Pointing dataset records
★ ★ ★ ★ ★
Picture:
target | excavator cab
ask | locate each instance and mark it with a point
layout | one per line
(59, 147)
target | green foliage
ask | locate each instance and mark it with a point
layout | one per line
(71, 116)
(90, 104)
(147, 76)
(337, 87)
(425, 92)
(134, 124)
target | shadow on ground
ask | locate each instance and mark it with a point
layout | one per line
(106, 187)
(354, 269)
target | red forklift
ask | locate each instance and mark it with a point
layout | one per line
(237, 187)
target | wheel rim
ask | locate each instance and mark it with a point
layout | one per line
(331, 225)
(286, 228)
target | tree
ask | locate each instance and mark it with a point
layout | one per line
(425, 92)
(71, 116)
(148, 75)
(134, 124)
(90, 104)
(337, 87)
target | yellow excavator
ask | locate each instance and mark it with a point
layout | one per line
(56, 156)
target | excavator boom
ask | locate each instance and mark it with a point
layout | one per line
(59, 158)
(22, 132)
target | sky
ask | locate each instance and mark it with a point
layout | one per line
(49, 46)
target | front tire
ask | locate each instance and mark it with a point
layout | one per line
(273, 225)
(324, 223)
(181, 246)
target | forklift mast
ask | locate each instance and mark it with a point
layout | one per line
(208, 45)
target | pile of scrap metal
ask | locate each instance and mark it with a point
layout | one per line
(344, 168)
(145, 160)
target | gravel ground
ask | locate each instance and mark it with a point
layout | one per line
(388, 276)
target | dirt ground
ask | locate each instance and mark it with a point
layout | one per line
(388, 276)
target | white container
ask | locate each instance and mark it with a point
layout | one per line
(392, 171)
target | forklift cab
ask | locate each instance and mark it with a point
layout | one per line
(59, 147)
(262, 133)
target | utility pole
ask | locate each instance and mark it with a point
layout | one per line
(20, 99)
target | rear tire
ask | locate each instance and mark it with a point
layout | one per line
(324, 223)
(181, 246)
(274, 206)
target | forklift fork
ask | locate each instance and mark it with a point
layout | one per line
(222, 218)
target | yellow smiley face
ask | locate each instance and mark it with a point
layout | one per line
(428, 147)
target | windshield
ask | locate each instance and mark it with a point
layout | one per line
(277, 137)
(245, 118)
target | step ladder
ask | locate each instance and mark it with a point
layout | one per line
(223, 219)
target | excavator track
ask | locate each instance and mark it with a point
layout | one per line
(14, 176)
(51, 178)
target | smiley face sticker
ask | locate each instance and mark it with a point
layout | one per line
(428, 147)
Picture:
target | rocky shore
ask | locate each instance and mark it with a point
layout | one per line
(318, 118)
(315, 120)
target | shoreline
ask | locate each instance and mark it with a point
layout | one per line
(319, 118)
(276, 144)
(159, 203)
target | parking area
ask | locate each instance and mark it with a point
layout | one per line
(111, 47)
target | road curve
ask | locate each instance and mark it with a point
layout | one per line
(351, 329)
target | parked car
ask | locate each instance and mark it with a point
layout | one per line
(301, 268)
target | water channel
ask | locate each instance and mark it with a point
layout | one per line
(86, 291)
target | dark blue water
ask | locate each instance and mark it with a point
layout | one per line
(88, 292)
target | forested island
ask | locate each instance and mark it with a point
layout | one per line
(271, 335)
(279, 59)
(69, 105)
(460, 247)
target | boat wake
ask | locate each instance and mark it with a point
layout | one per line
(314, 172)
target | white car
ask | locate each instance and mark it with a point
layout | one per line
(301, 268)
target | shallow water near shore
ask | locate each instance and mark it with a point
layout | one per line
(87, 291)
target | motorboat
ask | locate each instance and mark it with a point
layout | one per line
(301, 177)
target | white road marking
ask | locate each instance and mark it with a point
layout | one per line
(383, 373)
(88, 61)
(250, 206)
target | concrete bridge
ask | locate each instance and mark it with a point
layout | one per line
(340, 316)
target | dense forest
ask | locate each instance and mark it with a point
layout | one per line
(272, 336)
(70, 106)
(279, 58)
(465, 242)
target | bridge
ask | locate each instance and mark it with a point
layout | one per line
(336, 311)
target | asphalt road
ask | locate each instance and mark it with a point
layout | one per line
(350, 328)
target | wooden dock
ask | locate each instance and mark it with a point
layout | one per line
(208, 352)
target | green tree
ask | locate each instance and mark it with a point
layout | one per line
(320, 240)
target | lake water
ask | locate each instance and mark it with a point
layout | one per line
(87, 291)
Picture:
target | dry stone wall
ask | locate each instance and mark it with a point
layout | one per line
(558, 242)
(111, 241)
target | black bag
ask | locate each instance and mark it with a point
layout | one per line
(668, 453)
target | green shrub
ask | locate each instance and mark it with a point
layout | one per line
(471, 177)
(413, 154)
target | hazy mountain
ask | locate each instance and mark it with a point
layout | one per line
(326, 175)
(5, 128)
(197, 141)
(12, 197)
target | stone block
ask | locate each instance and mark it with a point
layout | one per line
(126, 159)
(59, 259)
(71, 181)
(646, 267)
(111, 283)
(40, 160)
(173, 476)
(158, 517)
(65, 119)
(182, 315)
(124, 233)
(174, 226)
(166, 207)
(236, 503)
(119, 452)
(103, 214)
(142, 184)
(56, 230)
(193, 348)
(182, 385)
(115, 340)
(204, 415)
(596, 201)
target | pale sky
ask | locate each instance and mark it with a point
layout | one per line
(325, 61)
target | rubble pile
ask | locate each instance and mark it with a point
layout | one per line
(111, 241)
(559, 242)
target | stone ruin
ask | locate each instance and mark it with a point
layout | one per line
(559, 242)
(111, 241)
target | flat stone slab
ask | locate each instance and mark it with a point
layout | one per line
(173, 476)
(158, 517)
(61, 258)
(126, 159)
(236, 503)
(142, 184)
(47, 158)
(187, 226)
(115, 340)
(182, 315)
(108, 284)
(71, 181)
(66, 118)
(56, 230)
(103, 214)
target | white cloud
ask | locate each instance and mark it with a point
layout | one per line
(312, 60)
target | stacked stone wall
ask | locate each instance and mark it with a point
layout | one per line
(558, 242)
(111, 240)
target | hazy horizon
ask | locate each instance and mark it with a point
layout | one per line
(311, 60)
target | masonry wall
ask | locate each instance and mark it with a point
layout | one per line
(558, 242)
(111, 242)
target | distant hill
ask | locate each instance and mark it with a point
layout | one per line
★ ★ ★ ★ ★
[What is required] Reproduce only the lines from the line containing "target | white cloud" to the last line of the material above, both of those lines included.

[Written response]
target | white cloud
ask | locate each instance and mark it with a point
layout | one per line
(312, 60)
target | stacked stone wall
ask | locate each instance and mark it with a point
layout | one per line
(558, 242)
(111, 240)
target | hazy horizon
ask | locate each instance and mark it with a point
layout | one per line
(311, 60)
target | masonry wall
ask | locate each instance and mark it with a point
layout | one per line
(558, 242)
(111, 242)
target | distant hill
ask | locate each instance and mark it with a point
layout | one per line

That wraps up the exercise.